## Entries from a pointing dataset:
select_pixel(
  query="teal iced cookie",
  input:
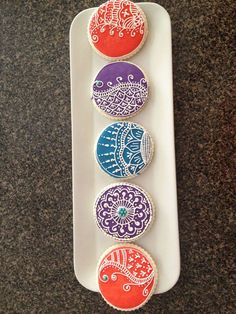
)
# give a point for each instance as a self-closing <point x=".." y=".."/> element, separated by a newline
<point x="124" y="149"/>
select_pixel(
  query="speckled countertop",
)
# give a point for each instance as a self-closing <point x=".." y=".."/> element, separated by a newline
<point x="36" y="258"/>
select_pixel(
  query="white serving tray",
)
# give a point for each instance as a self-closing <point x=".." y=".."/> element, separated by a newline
<point x="159" y="179"/>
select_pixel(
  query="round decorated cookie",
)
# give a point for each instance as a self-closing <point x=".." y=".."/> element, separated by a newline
<point x="117" y="29"/>
<point x="127" y="276"/>
<point x="123" y="211"/>
<point x="124" y="149"/>
<point x="120" y="90"/>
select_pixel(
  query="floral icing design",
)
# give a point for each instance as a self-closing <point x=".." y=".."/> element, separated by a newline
<point x="116" y="16"/>
<point x="123" y="211"/>
<point x="129" y="272"/>
<point x="124" y="149"/>
<point x="122" y="94"/>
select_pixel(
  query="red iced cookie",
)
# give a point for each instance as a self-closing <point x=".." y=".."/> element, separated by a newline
<point x="117" y="29"/>
<point x="127" y="276"/>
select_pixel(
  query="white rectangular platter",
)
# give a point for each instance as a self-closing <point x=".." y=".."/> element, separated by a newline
<point x="159" y="179"/>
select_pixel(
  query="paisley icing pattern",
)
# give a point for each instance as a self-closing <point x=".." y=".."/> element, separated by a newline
<point x="120" y="89"/>
<point x="117" y="28"/>
<point x="123" y="211"/>
<point x="126" y="277"/>
<point x="124" y="149"/>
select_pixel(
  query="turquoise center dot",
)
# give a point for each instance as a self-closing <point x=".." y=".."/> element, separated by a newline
<point x="122" y="212"/>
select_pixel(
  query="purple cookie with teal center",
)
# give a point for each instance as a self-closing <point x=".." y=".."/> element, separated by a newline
<point x="120" y="90"/>
<point x="123" y="211"/>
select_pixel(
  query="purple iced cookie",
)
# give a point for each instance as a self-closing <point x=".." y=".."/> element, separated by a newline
<point x="123" y="211"/>
<point x="120" y="90"/>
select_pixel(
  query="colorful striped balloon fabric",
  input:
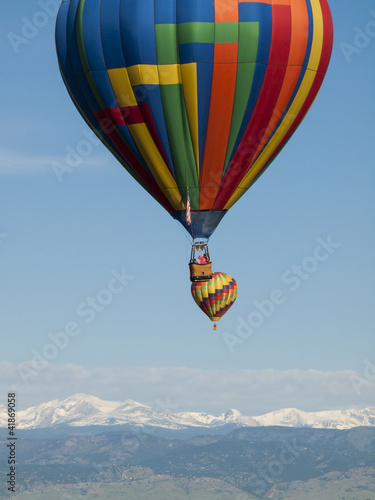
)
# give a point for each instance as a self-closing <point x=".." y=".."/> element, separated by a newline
<point x="216" y="296"/>
<point x="194" y="96"/>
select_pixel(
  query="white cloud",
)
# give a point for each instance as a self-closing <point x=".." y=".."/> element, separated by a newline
<point x="253" y="392"/>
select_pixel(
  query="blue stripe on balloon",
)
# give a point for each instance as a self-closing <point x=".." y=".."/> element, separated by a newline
<point x="111" y="37"/>
<point x="195" y="11"/>
<point x="92" y="35"/>
<point x="138" y="32"/>
<point x="204" y="78"/>
<point x="196" y="52"/>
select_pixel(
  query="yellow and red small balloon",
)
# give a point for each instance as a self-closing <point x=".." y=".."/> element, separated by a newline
<point x="216" y="296"/>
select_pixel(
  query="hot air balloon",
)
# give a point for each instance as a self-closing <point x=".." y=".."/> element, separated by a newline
<point x="195" y="98"/>
<point x="215" y="296"/>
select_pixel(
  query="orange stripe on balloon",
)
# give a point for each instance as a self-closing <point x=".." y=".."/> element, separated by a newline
<point x="299" y="34"/>
<point x="269" y="2"/>
<point x="221" y="107"/>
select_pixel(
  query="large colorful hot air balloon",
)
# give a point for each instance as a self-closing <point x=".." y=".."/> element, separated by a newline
<point x="195" y="98"/>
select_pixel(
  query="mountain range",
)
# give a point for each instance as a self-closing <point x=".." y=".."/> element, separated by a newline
<point x="82" y="410"/>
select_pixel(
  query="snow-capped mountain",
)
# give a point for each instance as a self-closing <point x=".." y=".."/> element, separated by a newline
<point x="82" y="410"/>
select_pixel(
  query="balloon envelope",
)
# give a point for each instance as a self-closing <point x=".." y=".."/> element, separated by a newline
<point x="215" y="296"/>
<point x="194" y="96"/>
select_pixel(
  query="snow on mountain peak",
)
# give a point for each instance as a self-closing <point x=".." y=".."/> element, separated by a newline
<point x="82" y="410"/>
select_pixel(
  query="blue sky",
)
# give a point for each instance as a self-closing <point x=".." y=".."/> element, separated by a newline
<point x="62" y="243"/>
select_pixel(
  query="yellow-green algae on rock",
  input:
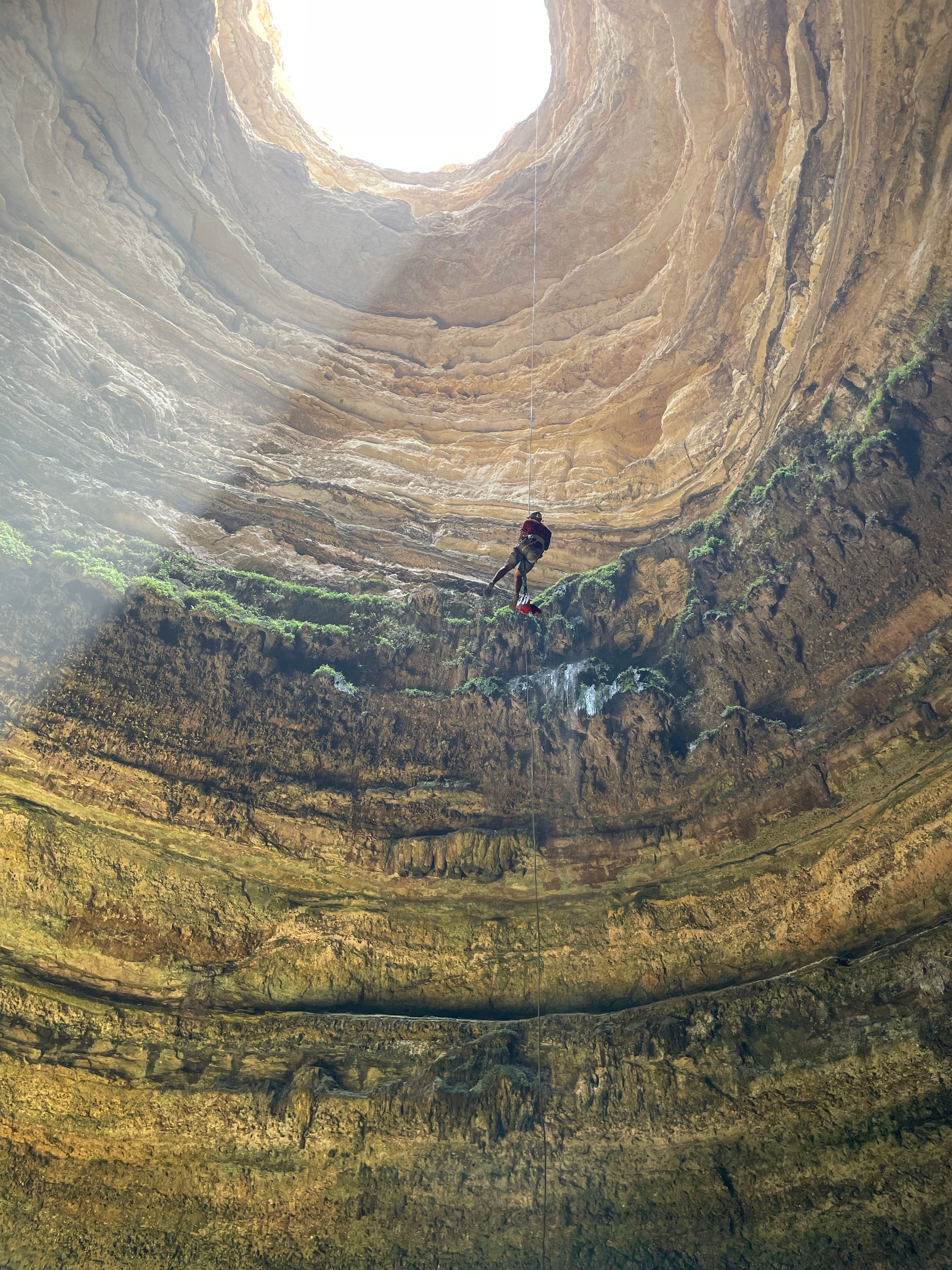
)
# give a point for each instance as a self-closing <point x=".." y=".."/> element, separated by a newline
<point x="267" y="900"/>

## What you have to do:
Collect every line of the items above that contains the string "white", and note that case counts.

## Output below:
  query="white serving tray",
  query="white rectangular platter",
  query="white cloud",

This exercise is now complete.